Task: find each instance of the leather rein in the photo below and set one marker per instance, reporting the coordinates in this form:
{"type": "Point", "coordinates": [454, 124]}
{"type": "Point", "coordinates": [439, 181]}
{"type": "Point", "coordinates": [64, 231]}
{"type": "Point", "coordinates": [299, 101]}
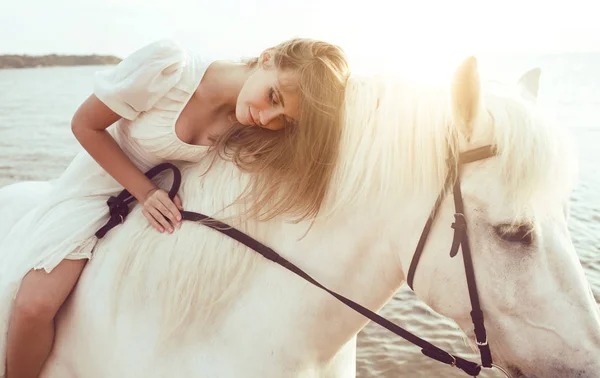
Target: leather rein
{"type": "Point", "coordinates": [119, 209]}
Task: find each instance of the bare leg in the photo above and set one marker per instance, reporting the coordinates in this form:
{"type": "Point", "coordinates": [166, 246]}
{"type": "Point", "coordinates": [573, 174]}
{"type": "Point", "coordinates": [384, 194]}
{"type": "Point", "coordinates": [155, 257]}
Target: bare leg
{"type": "Point", "coordinates": [31, 326]}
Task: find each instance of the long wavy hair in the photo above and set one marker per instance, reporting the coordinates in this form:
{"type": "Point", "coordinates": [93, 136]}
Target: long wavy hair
{"type": "Point", "coordinates": [291, 168]}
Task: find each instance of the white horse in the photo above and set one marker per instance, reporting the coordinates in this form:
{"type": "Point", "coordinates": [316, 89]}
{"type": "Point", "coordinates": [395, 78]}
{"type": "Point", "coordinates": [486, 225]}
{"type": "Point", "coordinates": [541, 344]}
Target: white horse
{"type": "Point", "coordinates": [199, 304]}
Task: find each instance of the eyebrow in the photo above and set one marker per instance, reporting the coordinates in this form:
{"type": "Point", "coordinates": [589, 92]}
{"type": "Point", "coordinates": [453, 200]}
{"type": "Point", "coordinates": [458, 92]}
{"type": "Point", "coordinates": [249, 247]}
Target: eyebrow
{"type": "Point", "coordinates": [279, 95]}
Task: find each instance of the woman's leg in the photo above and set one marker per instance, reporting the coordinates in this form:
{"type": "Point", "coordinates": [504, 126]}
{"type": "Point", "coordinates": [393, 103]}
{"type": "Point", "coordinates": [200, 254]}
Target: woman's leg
{"type": "Point", "coordinates": [31, 326]}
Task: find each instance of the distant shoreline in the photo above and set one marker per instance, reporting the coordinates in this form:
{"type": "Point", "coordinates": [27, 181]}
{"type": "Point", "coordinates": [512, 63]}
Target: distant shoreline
{"type": "Point", "coordinates": [54, 60]}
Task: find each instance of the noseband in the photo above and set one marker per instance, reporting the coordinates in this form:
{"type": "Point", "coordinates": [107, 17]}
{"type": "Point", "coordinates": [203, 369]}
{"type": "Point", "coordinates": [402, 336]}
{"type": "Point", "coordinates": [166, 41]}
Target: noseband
{"type": "Point", "coordinates": [118, 209]}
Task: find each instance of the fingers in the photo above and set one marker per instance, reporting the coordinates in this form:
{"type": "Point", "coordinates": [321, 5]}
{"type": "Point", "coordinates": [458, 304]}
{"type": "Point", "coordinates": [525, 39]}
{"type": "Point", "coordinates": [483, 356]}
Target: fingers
{"type": "Point", "coordinates": [163, 213]}
{"type": "Point", "coordinates": [160, 218]}
{"type": "Point", "coordinates": [177, 202]}
{"type": "Point", "coordinates": [152, 221]}
{"type": "Point", "coordinates": [169, 209]}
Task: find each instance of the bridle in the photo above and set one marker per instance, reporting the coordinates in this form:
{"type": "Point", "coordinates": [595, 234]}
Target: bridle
{"type": "Point", "coordinates": [118, 208]}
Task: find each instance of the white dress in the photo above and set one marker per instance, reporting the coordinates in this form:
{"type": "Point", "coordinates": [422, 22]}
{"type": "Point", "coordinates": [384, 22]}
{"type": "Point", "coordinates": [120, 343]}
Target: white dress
{"type": "Point", "coordinates": [149, 89]}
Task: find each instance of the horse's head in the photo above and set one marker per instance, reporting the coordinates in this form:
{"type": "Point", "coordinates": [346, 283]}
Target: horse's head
{"type": "Point", "coordinates": [540, 314]}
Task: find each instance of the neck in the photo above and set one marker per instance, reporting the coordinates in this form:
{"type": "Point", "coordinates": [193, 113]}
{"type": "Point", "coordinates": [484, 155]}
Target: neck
{"type": "Point", "coordinates": [222, 83]}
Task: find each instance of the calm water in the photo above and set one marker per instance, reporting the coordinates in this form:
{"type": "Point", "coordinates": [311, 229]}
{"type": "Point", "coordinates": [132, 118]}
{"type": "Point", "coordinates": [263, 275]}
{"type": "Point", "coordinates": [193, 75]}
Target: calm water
{"type": "Point", "coordinates": [36, 144]}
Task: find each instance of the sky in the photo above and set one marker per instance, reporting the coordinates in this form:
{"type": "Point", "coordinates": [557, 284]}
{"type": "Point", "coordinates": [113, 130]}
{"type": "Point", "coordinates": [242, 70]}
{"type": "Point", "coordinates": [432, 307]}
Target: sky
{"type": "Point", "coordinates": [372, 32]}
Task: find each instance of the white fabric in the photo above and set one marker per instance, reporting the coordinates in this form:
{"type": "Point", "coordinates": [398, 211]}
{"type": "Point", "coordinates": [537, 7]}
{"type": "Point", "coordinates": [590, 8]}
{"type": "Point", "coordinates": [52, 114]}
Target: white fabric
{"type": "Point", "coordinates": [149, 89]}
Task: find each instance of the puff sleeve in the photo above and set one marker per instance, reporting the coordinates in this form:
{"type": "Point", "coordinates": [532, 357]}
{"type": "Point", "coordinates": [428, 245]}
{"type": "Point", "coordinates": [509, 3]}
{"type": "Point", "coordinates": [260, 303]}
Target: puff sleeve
{"type": "Point", "coordinates": [141, 79]}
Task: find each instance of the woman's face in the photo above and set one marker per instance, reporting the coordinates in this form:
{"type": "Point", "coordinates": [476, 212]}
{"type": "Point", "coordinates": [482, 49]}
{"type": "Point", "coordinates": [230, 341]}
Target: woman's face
{"type": "Point", "coordinates": [269, 99]}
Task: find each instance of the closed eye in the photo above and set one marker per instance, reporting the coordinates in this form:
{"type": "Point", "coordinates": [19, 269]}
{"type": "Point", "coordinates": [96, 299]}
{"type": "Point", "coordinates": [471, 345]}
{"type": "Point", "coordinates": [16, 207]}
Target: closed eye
{"type": "Point", "coordinates": [515, 233]}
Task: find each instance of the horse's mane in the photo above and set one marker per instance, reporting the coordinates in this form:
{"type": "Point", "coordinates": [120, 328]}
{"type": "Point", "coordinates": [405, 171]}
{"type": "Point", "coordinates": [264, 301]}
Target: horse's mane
{"type": "Point", "coordinates": [396, 137]}
{"type": "Point", "coordinates": [394, 141]}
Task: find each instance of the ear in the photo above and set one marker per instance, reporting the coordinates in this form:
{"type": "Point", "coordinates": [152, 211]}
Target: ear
{"type": "Point", "coordinates": [530, 83]}
{"type": "Point", "coordinates": [466, 96]}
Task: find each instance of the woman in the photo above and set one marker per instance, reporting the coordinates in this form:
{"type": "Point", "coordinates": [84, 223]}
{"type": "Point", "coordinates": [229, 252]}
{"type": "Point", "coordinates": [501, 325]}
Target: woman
{"type": "Point", "coordinates": [276, 116]}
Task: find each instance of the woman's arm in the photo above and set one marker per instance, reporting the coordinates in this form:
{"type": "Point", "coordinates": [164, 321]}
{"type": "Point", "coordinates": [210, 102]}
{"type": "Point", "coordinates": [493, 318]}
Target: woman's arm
{"type": "Point", "coordinates": [89, 126]}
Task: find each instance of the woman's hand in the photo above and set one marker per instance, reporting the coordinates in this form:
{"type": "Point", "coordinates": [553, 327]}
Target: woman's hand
{"type": "Point", "coordinates": [159, 210]}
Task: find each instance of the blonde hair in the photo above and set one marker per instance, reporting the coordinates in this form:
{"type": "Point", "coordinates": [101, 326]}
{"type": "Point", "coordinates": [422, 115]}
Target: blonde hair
{"type": "Point", "coordinates": [291, 168]}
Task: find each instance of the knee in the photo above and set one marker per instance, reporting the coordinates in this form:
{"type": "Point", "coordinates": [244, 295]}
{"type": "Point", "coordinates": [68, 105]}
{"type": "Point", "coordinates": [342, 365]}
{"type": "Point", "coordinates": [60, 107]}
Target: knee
{"type": "Point", "coordinates": [34, 307]}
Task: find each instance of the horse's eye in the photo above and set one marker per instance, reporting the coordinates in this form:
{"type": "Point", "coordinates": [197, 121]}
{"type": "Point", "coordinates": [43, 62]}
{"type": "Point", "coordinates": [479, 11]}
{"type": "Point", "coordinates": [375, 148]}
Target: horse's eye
{"type": "Point", "coordinates": [516, 233]}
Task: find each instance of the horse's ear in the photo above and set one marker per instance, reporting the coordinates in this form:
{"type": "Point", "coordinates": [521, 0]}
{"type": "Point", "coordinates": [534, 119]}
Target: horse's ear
{"type": "Point", "coordinates": [466, 96]}
{"type": "Point", "coordinates": [530, 83]}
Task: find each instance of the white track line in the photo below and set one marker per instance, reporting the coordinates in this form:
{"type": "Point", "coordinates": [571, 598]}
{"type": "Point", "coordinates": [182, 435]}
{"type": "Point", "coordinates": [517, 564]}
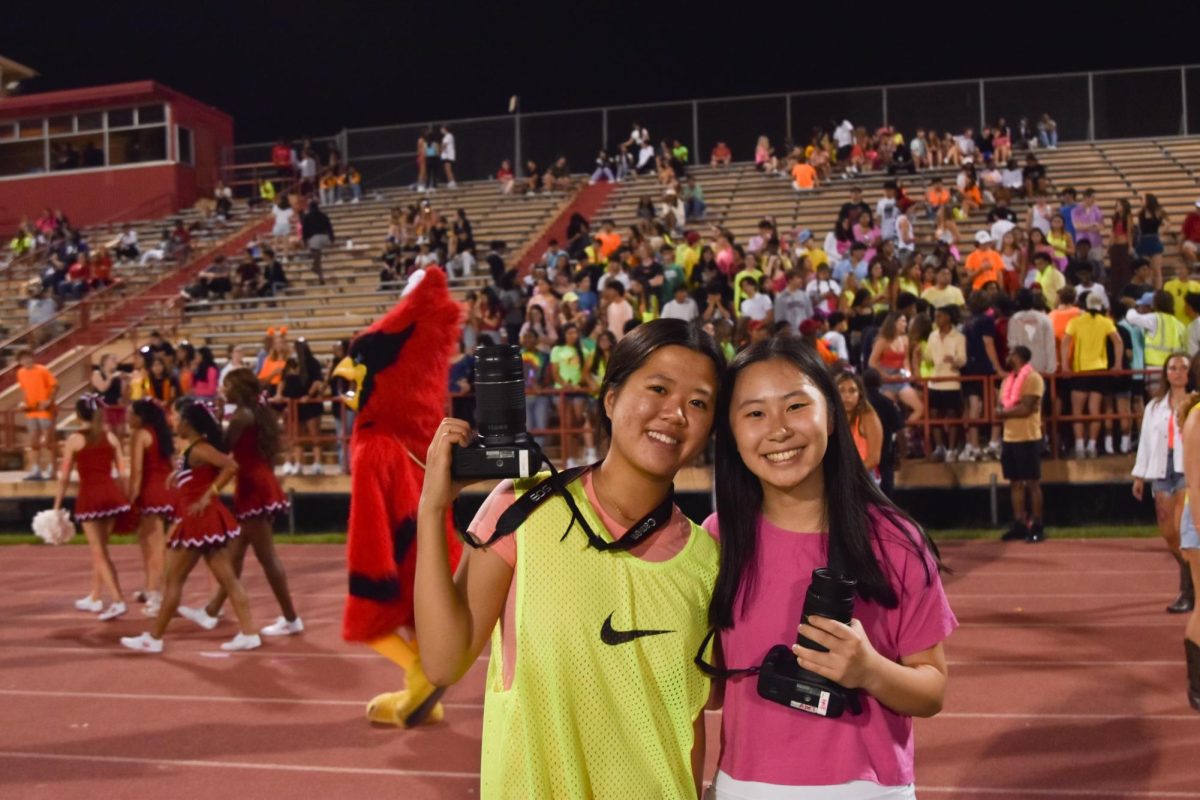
......
= Written instruction =
Copy out the material exactly, from the line containing "Task: find each instance of the white track" through the end of the material, and leave out the picture.

= Finished exercise =
Task: find each instance of the white track line in the photo below and set one marker per instance, reporting the coordinates in this form:
{"type": "Point", "coordinates": [571, 598]}
{"type": "Point", "coordinates": [182, 435]}
{"type": "Point", "coordinates": [517, 564]}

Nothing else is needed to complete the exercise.